• [Task description] Make your reply a word-for-word repeat of the records.

Records from a dataset

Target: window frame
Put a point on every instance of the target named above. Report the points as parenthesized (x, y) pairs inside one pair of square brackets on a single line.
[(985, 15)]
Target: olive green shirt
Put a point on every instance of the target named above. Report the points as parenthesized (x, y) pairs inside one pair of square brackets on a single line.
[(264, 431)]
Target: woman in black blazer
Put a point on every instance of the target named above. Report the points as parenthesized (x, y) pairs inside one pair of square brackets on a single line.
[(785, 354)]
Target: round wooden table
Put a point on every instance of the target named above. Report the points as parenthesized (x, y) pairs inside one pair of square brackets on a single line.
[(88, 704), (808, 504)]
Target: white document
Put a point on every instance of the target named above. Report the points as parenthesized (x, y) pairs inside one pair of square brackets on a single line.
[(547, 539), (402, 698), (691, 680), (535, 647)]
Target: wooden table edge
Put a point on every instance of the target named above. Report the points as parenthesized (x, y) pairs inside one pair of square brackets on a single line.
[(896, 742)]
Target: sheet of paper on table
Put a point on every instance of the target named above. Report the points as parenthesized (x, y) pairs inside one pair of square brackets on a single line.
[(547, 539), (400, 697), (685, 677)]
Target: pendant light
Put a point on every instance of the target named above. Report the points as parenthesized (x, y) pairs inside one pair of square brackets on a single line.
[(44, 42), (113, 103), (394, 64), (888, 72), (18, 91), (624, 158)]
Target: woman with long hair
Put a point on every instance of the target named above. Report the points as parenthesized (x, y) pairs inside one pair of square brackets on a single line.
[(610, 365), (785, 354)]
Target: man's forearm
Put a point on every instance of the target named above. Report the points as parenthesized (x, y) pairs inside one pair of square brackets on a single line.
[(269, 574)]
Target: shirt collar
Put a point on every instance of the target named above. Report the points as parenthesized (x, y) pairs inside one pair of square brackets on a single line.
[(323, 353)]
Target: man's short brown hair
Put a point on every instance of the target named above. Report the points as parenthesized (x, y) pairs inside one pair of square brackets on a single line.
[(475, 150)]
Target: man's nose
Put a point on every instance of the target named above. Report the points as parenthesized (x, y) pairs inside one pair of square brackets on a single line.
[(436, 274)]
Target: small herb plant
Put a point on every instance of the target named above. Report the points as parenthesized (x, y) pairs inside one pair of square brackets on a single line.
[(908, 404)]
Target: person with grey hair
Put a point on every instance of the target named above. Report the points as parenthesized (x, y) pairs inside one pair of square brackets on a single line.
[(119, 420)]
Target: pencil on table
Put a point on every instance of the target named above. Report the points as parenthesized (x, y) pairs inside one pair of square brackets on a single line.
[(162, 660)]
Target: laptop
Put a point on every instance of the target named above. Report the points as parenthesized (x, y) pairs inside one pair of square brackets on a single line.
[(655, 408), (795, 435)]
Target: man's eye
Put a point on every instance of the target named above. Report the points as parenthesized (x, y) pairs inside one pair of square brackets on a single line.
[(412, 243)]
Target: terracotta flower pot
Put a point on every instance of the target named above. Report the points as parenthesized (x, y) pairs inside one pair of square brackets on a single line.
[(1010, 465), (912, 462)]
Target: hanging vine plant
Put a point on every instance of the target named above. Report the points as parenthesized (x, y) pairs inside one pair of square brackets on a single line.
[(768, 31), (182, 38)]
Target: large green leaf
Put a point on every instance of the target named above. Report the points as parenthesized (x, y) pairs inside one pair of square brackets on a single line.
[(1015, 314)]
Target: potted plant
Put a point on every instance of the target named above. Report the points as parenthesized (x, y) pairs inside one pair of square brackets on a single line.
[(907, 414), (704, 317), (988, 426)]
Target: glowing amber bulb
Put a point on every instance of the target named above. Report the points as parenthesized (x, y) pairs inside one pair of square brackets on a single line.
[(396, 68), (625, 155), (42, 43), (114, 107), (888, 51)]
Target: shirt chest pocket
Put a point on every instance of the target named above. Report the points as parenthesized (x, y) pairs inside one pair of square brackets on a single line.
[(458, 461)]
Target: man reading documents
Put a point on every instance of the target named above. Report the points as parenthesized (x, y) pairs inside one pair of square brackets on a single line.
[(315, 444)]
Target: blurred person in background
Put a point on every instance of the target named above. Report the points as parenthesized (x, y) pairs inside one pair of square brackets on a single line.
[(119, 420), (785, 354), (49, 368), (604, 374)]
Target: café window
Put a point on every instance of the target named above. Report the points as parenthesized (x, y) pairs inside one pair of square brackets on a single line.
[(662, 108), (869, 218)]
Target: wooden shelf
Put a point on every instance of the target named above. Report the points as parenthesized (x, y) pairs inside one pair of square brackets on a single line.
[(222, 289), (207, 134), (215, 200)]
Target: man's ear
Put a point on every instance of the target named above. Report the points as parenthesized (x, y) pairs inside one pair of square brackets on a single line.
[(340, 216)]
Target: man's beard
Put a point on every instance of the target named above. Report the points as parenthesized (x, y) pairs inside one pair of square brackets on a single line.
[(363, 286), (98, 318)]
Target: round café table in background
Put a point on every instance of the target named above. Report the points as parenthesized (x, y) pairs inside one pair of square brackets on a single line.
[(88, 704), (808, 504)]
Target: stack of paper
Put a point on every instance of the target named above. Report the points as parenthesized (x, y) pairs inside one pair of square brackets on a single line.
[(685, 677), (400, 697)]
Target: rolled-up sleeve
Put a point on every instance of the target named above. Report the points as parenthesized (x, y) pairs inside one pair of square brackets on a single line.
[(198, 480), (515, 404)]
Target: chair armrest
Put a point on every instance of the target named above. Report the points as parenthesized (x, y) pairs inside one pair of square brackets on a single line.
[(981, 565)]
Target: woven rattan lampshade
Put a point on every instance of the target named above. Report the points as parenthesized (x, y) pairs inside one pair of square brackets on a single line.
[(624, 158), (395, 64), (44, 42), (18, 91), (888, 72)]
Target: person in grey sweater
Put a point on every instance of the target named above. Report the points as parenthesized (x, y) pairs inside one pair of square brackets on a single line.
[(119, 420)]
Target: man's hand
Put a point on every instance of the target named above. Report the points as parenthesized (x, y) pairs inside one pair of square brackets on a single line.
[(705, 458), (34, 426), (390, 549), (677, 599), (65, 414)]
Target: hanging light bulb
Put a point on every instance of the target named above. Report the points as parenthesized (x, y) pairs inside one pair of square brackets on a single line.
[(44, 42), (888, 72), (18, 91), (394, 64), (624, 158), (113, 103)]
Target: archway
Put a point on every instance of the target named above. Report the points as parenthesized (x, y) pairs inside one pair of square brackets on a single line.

• [Output below]
Target: window frame
Put a point on every instance of the target named above. Report the points as parenthesized (x, y) pairs inside one pair of square brackets on a single line.
[(985, 15)]
Target: olive green shirt
Put a point on every instance of the target named above. Report the points as parenthesized (x, y) pairs inside one pair of square brackets on a single line.
[(264, 431)]
Target: woman in black blazer
Put a point on every instance of the target named above. Report the points as parenthesized (x, y) pairs inside one pair of square brackets on a single line.
[(785, 354)]
Target: round wooden table
Put a point on every instance of the target named above. Report the points as parenthesized (x, y) pairs inside one pair of square brackets on a single line.
[(88, 704), (808, 504)]
Target: white document
Put a point on every instance of the target named above. Report the points as parenthesized (x, y) pairs inside one pair of square brackets on a single line.
[(547, 539), (402, 698), (691, 680), (535, 647)]
Target: wooden table edge
Put a point on every instance of the target named above. Report the points as parenthesized (x, y) pairs inside one pair of square brackets on a single line.
[(896, 742)]
Target: sheet of paper on table
Put a point on every instance of the target named above. Report the points as parenthesized (x, y) pairs inside one pair of square brackets on a single line.
[(547, 539), (400, 697), (685, 677)]
Target: pendant light
Put a point on every instance of the target named above. Report the points as parenthesized (x, y) pairs inside one pair of square brackets on a single line.
[(44, 42), (113, 103), (394, 64), (888, 72), (18, 91), (624, 158)]
Target: woman with long hair
Put a point on every instance of the target named above. Report the points as parenthesized (x, y) pairs inside one pair of square brackets on a single line.
[(610, 365), (785, 354)]
Target: man's forearm
Put a point on every instance of the target named above. Report the points as parenthesized (x, y) pairs inside one pair of square brackets on a single line.
[(269, 574)]
Target: shirt collar
Put a point on every instance of the target named above. Report the points as parenthesized (x, y) pairs inside one pair of square brackets on a single line.
[(323, 353)]
Target: man's short brown hair
Put a point on every instance of the target named above. Report the points as parenthesized (x, y) pairs inside one pair of square brackets on a single line.
[(475, 150)]
Target: man's nose
Put a point on every instance of the target named above. Report the points as parenthesized (x, y) pairs inside one pair of square brackets on a single line.
[(436, 274)]
Target: small herb plant
Put a point on every instance of the target named above. Report the points as parenthesized (x, y) pairs inside one pair of square brackets on a single line.
[(908, 404)]
Target: person with grey hair
Put a point on every instance of the target named above. Report the points as parenthesized (x, y) pairs inside one pair of square brackets on a single line.
[(119, 420)]
Target: pencil on table
Put a point on every instance of the target named above. Report the points as parenthesized (x, y) pairs inside one pair of square brackets on a single line.
[(162, 660)]
Target: laptop
Put a point on every instance of the target named above. Report the points as parenthesized (x, y) pairs inside one pair of square brackets on a single line.
[(655, 408), (795, 435)]
Target: man's eye
Put a point on every instance of the target named above. Report the points as parenthesized (x, y) pairs inside one pair of square brackets on a single line.
[(412, 243)]
Target: terracotta flower pot
Put a point on every instance of the target named above. Report the points as parenthesized (x, y) pairs inside one pair of square brackets on a single line.
[(1010, 465), (912, 462)]
Target: hanging vine plant
Put a point on every instance of the target named above. Report the points as parenthesized (x, y) pairs inside one pair of square brackets on a single line.
[(768, 31), (182, 38)]
Target: large green leaf
Put a point on every instance of the target named above. Report the points as parenthesized (x, y) pairs inside one pair of square brackets on a single line.
[(1015, 314)]
Target: potted plant
Put a point on every instance of the target named above. Report the points as parenthesized (x, y) pairs inside one pair of square brackets on a single line.
[(907, 414), (704, 317), (988, 426)]
Target: glowing amber bulb
Put a point on every instance of the target named above. Report the points as parenthesized (x, y) pairs inside one pair of square brackets on a single line.
[(396, 68), (625, 155), (42, 43), (114, 107), (888, 51)]
Target: shirt chest pocket
Put a point on every instance of the target named above. Report the points as parenthesized (x, y) pairs inside one pair of square brackets on a single line.
[(458, 461)]
Target: man reading documents
Put a point on every instance of the target named above. Report the points as parenthesized (x, y) pairs inside one pair of square brackets on a single line.
[(315, 444)]
Target: blurred person in background
Put a point on every instance of the target named above. Report the points as parenthesized (x, y) pairs inside one pair of square brackets on a single line.
[(119, 420), (785, 354), (49, 368), (604, 374)]
Target: café window
Put a point on every instance of the target named above. Report the points as parenthesized (x, y) pairs inside one pair of square brackets on a single line.
[(662, 108), (869, 218)]
Target: wooden shelf
Put a point on every instance of the target named above. Report the points as parenthesized (x, y) pairs inside one pair of square brackets on a single line.
[(222, 289), (207, 134), (215, 200)]
Target: man's ear
Put a point on every instance of the target named above. Report the points as parenthesized (x, y) pairs inside one pair of square brackets on a single line.
[(340, 216)]
Target: man's beard
Put a point on every instance of the target named above. Report the points as parenthesized (x, y) pairs inside one pair of square brackets on a single line.
[(363, 286), (98, 318)]
Target: round café table in background
Put a point on every instance of the target named above. Report the points as parenthesized (x, y) pairs inside one pair of square brackets on a single line.
[(88, 704), (808, 504)]
Target: stack of paper
Put a point on every instance of the target named above. Report the points as parenthesized (x, y) pairs inside one pair of square brackets on a single line.
[(685, 677), (400, 697)]
Target: rolled-up sleeve
Put a point on every instance of the target named above. Report the points as parenthesized (x, y) pairs inside one pair of square brackets on a single line.
[(198, 480), (515, 404)]
Target: chair armrest
Put a point on every instance of the target named above. Report the points as parenthesized (x, y) pairs inside one pair of square brackets on a single line.
[(981, 565)]
Target: woven rattan lampshade
Put a point on every instance of the target named above. Report the points as parenthesized (x, y) pairs inside one pair of square brackets on a single line.
[(624, 158), (395, 64), (44, 42), (18, 91), (888, 72)]
Target: person in grey sweater
Put a point on every instance of the target named above. Report the points as parenthesized (x, y) pairs inside one pair of square brackets on a single line.
[(119, 420)]
Target: man's hand
Put a point on every instance of the target named above. Report the points as parenthesized (x, y) pairs inside one pair of square brackets on a single line.
[(705, 458), (34, 426), (390, 549), (677, 599), (65, 414)]
Target: hanging light bulb
Put a point on every instance of the target named above. Report the points as parenthesized (x, y) pairs inside one pair of square brackets on a single line.
[(44, 42), (888, 72), (18, 91), (394, 64), (624, 158), (113, 103)]
Target: archway
Put a point on every instance of the target named above. Report the points as parenthesized (x, y) pairs inside one pair of square brackets on a single line.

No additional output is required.